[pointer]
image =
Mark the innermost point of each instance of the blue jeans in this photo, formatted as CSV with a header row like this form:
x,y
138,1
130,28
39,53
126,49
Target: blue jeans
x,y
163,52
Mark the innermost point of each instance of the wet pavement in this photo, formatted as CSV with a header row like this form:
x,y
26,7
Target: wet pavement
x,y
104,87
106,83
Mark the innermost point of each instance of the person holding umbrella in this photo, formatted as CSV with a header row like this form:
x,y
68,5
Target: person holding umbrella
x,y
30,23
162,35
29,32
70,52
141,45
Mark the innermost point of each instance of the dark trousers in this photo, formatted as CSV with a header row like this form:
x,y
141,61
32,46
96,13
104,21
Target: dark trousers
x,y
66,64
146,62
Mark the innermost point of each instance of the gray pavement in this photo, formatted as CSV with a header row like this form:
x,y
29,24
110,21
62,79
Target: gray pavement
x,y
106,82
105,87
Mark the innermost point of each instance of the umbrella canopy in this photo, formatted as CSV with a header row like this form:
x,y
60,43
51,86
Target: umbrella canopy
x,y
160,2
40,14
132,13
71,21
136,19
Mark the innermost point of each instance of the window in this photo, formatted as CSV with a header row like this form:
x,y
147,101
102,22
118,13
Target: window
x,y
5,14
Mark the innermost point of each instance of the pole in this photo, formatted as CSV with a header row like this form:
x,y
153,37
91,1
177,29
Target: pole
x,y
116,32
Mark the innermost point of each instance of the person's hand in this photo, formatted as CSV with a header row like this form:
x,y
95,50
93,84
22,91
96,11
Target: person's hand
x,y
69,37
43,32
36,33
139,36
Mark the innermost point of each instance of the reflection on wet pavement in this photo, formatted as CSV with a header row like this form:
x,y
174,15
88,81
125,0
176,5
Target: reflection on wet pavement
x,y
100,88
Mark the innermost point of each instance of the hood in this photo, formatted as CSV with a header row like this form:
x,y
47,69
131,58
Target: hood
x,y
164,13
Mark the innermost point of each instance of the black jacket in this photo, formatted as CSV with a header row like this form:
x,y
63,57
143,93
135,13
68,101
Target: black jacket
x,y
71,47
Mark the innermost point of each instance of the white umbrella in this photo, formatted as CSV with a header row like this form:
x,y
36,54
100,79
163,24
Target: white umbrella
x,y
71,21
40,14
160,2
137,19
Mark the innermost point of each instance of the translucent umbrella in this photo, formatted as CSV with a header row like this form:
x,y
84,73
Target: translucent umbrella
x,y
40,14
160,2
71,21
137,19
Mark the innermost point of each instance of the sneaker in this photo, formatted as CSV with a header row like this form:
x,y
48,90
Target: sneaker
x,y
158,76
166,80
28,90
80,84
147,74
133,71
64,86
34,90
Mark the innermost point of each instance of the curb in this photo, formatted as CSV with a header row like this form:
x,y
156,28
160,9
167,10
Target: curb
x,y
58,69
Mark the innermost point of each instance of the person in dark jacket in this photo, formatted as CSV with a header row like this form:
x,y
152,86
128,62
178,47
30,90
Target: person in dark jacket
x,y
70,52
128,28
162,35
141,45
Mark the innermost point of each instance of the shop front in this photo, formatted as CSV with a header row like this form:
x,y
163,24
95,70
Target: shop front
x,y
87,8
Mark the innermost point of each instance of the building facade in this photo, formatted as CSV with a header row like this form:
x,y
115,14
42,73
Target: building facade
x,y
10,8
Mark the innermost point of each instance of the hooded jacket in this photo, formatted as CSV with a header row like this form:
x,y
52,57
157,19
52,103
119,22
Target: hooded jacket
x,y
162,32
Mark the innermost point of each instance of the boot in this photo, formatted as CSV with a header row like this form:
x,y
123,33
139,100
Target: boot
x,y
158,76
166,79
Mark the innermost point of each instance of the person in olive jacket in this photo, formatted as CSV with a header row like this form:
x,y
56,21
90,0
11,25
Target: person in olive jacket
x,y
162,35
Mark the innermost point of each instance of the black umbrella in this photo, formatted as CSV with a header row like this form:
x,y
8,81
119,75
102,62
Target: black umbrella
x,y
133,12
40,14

--- --- ---

Copy the items above line for line, starting at the line with "Mark the innermost point of each instance of the black umbrella" and continuing through the last line of the items.

*Output for this task*:
Mark the innermost point of each instance of the black umbrella in this photo, formatted as CSV with a header row like this form:
x,y
8,81
119,75
102,62
Target: black umbrella
x,y
133,12
40,14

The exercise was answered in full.